Do this:
Render every row below as a Markdown table with two columns: Line No. for its number and Text for the row itself. Leave out blank lines.

Records for the task:

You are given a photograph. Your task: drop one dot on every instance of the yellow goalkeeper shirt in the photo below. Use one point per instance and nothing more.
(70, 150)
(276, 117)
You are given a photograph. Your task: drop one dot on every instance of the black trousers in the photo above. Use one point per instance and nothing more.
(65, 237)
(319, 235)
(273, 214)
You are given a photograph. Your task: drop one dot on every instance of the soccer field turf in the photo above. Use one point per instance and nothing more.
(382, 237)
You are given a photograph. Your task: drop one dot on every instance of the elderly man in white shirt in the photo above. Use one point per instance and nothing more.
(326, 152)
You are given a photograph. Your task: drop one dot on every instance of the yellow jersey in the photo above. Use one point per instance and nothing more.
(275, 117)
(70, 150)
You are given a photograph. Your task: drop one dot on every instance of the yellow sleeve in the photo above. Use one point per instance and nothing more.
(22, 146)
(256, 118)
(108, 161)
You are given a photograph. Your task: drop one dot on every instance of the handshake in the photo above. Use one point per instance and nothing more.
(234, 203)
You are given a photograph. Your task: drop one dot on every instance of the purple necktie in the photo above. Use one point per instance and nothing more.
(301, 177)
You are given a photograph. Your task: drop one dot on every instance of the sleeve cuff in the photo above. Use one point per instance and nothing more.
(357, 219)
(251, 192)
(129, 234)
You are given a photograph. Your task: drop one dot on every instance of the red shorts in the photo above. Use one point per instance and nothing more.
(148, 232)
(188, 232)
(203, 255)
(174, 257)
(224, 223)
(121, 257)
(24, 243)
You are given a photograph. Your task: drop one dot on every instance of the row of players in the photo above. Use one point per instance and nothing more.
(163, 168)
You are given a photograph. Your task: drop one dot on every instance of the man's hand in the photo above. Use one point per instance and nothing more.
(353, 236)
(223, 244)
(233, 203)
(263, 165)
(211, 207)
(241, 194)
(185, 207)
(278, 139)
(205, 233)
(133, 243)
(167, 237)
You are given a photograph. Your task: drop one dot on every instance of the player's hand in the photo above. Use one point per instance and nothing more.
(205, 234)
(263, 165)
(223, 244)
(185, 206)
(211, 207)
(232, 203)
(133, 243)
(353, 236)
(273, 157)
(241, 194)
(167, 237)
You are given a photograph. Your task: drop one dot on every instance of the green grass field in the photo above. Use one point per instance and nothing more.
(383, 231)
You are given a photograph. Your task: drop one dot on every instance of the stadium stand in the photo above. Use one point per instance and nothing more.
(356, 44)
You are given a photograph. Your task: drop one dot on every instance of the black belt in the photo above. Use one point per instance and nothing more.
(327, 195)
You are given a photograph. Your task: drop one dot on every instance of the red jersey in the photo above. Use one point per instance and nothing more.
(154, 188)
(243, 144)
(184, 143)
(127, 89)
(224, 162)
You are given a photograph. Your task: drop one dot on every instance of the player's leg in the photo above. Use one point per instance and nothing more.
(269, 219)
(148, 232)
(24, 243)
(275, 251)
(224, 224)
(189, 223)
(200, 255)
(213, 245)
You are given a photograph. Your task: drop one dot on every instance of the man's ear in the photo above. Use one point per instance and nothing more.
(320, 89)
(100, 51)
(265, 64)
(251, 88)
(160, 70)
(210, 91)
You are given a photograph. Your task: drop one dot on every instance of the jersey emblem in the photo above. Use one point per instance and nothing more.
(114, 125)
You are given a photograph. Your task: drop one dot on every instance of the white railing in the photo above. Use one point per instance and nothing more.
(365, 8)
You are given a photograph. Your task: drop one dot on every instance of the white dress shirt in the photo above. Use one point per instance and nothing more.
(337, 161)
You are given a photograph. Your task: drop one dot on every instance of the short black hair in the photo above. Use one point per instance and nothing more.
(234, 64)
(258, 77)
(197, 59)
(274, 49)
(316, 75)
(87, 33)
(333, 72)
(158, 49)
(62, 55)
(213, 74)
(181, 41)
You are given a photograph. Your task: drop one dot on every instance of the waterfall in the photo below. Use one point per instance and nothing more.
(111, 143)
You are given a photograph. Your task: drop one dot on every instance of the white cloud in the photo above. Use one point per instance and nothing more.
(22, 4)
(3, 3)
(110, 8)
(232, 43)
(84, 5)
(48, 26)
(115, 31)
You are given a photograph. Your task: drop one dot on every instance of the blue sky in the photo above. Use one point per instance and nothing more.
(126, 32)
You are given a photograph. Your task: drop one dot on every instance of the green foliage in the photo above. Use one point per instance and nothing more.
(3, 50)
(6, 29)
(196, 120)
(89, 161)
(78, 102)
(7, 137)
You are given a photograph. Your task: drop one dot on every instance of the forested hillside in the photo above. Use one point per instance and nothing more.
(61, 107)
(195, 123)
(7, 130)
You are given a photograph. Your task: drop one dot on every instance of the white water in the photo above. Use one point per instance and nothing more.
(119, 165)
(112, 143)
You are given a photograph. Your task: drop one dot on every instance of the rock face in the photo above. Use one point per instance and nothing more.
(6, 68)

Answer to this task:
| Line No. | Text |
|---|---|
| 1 | You are given a photograph. Your task: drop one dot on every instance of the yellow goalkeeper shirt in the photo below. Use one point per instance and nothing more. |
| 2 | (70, 150) |
| 3 | (276, 117) |
| 4 | You are given a photograph. Your task: drop one dot on every instance of the black trousers in the photo above. Use one point per instance and nothing more. |
| 5 | (65, 237) |
| 6 | (319, 235) |
| 7 | (273, 214) |
| 8 | You are given a photograph. Your task: drop one dot on every instance of the soccer field turf in the photo above. Use one point per instance and nothing more. |
| 9 | (382, 237) |
| 10 | You are given a photograph. Your task: drop one dot on every instance of the elderly man in white shirt in the photo above. Use one point per instance and nothing more. |
| 11 | (326, 152) |
| 12 | You are given a photograph. Your task: drop one dot on every instance of the yellow jersey in the photo above. Use one point per instance and nothing more. |
| 13 | (275, 117) |
| 14 | (70, 150) |
| 15 | You are given a photograph. Your task: drop one dot on every instance of the yellow sleeve in the photo above. Use one point per instance and nothing more. |
| 16 | (22, 146) |
| 17 | (256, 118) |
| 18 | (108, 161) |
| 19 | You are given a photograph. Your task: drop one dot on every instance of the handshake in the photo above. Use one point per instance and nothing more. |
| 20 | (234, 203) |
| 21 | You are given a photograph. Your task: drop one dot on every instance of the purple necktie in the photo above. Use one point per instance and nothing more. |
| 22 | (301, 177) |
| 23 | You are given a photograph. Your task: drop one dot on every instance of the sleeve cuff in the photo above. Use one point per instance and nothing more. |
| 24 | (357, 219) |
| 25 | (251, 192) |
| 26 | (129, 234) |
| 27 | You are given a photograph. Your task: drop one dot on every instance of the red shorts in the photo above. Use one point per instance and nothing more. |
| 28 | (148, 232) |
| 29 | (188, 232) |
| 30 | (203, 255) |
| 31 | (174, 257) |
| 32 | (224, 223) |
| 33 | (121, 257) |
| 34 | (24, 243) |
| 35 | You are given a photograph. Your task: drop one dot on every instance of the row of players in the photo above. Use one point per instance and nothing more. |
| 36 | (163, 168) |
| 37 | You are given a photograph. Your task: drop one dot on every instance of the man's hand in the photo above. Use one point per instance and nothing more. |
| 38 | (353, 236) |
| 39 | (223, 244) |
| 40 | (233, 203) |
| 41 | (263, 165) |
| 42 | (211, 207) |
| 43 | (241, 194) |
| 44 | (185, 207) |
| 45 | (278, 139) |
| 46 | (205, 233) |
| 47 | (133, 243) |
| 48 | (167, 237) |
| 49 | You are given a photograph. Your task: drop one dot on every instance of the player's hand in the photo above. Use one point per instance and nothing more. |
| 50 | (205, 234) |
| 51 | (263, 165) |
| 52 | (223, 244) |
| 53 | (185, 206) |
| 54 | (211, 207) |
| 55 | (232, 203) |
| 56 | (133, 243) |
| 57 | (353, 236) |
| 58 | (273, 157) |
| 59 | (241, 194) |
| 60 | (167, 237) |
| 61 | You are given a photograph. Your task: drop one dot on every instance of the green grass field in the photo above. Use one point per instance and nothing more. |
| 62 | (383, 231) |
| 63 | You are given a photograph. Your task: drop one dot on every instance of the stadium stand in the photo above. Use one point per instance and nothing more. |
| 64 | (356, 44) |
| 65 | You are given a photograph. Your task: drop one dot on every instance of the black belt in the photo above. Use one point per instance and nothing more. |
| 66 | (327, 195) |
| 67 | You are given a photograph. Your task: drop one dot on every instance of the red jersey in the photo above. Use one point per instance and nothing more. |
| 68 | (154, 188) |
| 69 | (243, 144) |
| 70 | (184, 143) |
| 71 | (127, 89) |
| 72 | (224, 162) |
| 73 | You are given a photograph. Your task: drop one dot on every instance of the player's leg in the photo above. Use one point per instance and nothing more. |
| 74 | (269, 219) |
| 75 | (148, 232) |
| 76 | (24, 243) |
| 77 | (275, 251) |
| 78 | (224, 224) |
| 79 | (189, 223) |
| 80 | (200, 255) |
| 81 | (213, 245) |
| 82 | You are given a photograph. Your task: drop one dot on every instance of the man's ear in the photo above. Use one point per instance and nothing more. |
| 83 | (320, 89) |
| 84 | (100, 51) |
| 85 | (265, 64) |
| 86 | (251, 88) |
| 87 | (160, 70) |
| 88 | (210, 91) |
| 89 | You are given a photograph. Your task: drop one dot on every instance of the jersey emblem in the photo above. Use one point per instance and nothing more. |
| 90 | (114, 125) |
| 91 | You are given a photograph. Your task: drop one dot on every instance of the white railing in the photo above. Use one point per instance and nothing more. |
| 92 | (365, 8) |
| 93 | You are given a photograph. Your task: drop one dot on every instance of the white dress shirt in the photo above. Use one point per instance and nothing more. |
| 94 | (337, 161) |
| 95 | You are given a photograph. Your task: drop one dot on every instance of the short black hair in the photo above. Use one point per instance and nothing more. |
| 96 | (234, 64) |
| 97 | (258, 77) |
| 98 | (197, 59) |
| 99 | (274, 49) |
| 100 | (316, 75) |
| 101 | (87, 33) |
| 102 | (333, 72) |
| 103 | (158, 49) |
| 104 | (62, 55) |
| 105 | (213, 74) |
| 106 | (181, 41) |
| 107 | You are given a photograph. Your task: drop one dot on every instance of the waterfall in the photo below. Use one point per instance and nothing more. |
| 108 | (111, 143) |
| 109 | You are given a photograph. Your task: drop one dot on every instance of the white cloud in the photo above. Use one point per instance and nothing more. |
| 110 | (22, 4) |
| 111 | (3, 3) |
| 112 | (110, 8) |
| 113 | (232, 43) |
| 114 | (84, 5) |
| 115 | (48, 26) |
| 116 | (115, 31) |
| 117 | You are given a photograph. Your task: drop one dot on every instance of the blue sky in the photo above. Use one point per instance and nothing more. |
| 118 | (126, 32) |
| 119 | You are given a photograph. Your task: drop one dot on every instance of the green foliage in the photo above. Use one point per instance and nothing more. |
| 120 | (3, 50) |
| 121 | (6, 29) |
| 122 | (196, 120) |
| 123 | (89, 161) |
| 124 | (78, 102) |
| 125 | (7, 137) |
| 126 | You are given a photograph. Your task: drop one dot on every instance of the forested hillside in the photo above. Use one point per instance and nothing more. |
| 127 | (61, 107) |
| 128 | (195, 123) |
| 129 | (7, 130) |
| 130 | You are given a photograph. Your task: drop one dot on every instance of the white water in the photo above. Use one point per instance and nothing more. |
| 131 | (119, 165) |
| 132 | (112, 143) |
| 133 | You are given a photograph. Your task: drop one dot on every instance of the rock face in the photo above. Use one point per instance and nothing more. |
| 134 | (6, 68) |